Extract to read

I don't have a DC to DC charger spare.

Would it be okay to run a bench power supply off a 24v cig socket in the truck and charge the 12v lithium with it?
Or is the alternator power too "dirty" for the electronics?

I would be using a RD6012 lab power supply
 
It depends on the amp draw and circuit capacity. Alternator is straight DC power, but how do you get 24V to a cigar lighter plug?
 
I would say no, but if you try it, I'd like to hear the results, hopefully not in the up in smoke section.

You have a DC to DC converter not just to match voltages, but to limit amps. Potential is there to suck too many unregulated amps through the cigarette lighter and pop the fuse. That and the voltages would be way unmatched, with the real potential to swell cells if it truly is a 24 volt socket.

I've seen people charge 12 volt lead acid batteries from a socket by doing what you say, and I consider that very unwise. If it 12 volts for the socket, the low resistance of lithium does have the potential just like mentioned before of overamping the socket and blowing the fuse. Depending on your alternator and charge profile, you could provide too much voltage to the lithium batteries and cause the cells to swell.

If you're talking using a inverter to power the bench supply or maybe the bench power supply has a DC input, then you'd have to see. I have not had luck at using the cigarette socket to power anything higher wattage, which I think is 100 watts. There's the fuse its attached to and also the skinny wiring as a limitation. If its a 10 amp fuse, you could get 120 watts (10 amps x 120 Volts) before the fuse pops, but probably would be less than that with any surge.

Data section

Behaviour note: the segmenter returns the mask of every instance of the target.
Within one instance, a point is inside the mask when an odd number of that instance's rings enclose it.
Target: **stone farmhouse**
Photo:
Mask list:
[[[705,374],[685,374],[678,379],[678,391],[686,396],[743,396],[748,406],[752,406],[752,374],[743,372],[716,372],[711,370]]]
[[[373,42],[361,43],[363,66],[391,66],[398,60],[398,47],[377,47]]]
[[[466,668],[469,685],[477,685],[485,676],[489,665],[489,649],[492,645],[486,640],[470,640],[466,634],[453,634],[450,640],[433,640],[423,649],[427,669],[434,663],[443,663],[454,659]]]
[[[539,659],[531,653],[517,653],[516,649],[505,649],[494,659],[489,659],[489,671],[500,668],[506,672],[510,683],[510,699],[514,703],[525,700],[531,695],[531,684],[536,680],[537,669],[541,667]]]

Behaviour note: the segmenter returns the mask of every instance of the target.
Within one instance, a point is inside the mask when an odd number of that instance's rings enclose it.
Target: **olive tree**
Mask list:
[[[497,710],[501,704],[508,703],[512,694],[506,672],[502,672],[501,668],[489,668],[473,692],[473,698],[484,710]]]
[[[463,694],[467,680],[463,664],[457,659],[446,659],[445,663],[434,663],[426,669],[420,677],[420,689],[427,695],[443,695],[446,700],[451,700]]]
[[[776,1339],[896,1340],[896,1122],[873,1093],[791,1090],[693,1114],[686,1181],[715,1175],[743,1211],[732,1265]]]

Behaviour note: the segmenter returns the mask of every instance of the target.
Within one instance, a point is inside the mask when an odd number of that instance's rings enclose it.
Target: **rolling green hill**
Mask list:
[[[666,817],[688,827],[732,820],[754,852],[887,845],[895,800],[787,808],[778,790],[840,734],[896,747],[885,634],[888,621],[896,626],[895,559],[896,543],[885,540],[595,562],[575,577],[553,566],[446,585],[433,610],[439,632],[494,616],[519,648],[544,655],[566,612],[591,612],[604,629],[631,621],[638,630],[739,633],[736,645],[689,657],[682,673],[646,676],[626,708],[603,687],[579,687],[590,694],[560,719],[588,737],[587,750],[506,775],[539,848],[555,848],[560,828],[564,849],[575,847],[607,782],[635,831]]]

Work request 1
In the discussion about charging a lithium battery from a truck's cigarette socket, what does a DC to DC converter do besides matching voltages?
Work request 2
Continue the discussion about charging a lithium battery from a truck's cigarette socket, picking up after its final sentence.

Response box 1
It limits amps.

Response box 2
 
Thanks for the reply guys,
So the vehicle is a heavy truck which has a high current 24v DC alternator.

The RD6012 lab power supply takes a DC INPUT of 6-70 volts and has a max output current of 12 amps.

I was just hoping to run the power supply at the 14.5 volts to get 12amps and 174 Watts. Being that that is only just over 7amps the truck infrastructure will be fine.

My biggest concern is just considering, what could try the supply.

Charging at that 12amps in to the battery will provide good charge for my creature comforts for the drive.
 
For a fixed volt output - CV - and variable current, I would set it for 13.6V to float it. Should work fine.
The 24v input doubles your converted output amps, less any efficiency losses.